_WHAT THE EXERCISE ASKS_. Copy out the records below line for line, changing nothing.

[Source records]
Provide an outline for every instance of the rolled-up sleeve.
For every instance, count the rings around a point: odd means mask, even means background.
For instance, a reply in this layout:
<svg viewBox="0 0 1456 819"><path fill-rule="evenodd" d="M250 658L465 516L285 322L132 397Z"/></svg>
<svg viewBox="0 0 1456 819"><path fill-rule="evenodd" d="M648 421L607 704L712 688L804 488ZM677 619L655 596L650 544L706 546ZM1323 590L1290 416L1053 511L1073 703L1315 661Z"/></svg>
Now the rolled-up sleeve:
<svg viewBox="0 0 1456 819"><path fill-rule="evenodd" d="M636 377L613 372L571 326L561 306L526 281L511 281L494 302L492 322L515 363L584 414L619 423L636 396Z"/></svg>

_OUTPUT FOR THIS EXERCISE_.
Provide an outline for every instance of the rolled-up sleeve.
For every instance, count the rings around a point: odd means mask, even means background.
For instance, a reply in this layout:
<svg viewBox="0 0 1456 819"><path fill-rule="evenodd" d="M250 658L465 516L285 322L132 397Z"/></svg>
<svg viewBox="0 0 1456 819"><path fill-rule="evenodd" d="M648 421L607 704L712 688L804 488ZM677 619L655 596L650 544L706 546ZM1323 590L1290 416L1053 511L1073 703L1315 661Z"/></svg>
Now the rolled-up sleeve:
<svg viewBox="0 0 1456 819"><path fill-rule="evenodd" d="M636 377L613 372L571 326L561 306L526 281L511 281L494 302L492 322L515 363L584 414L619 423L636 396Z"/></svg>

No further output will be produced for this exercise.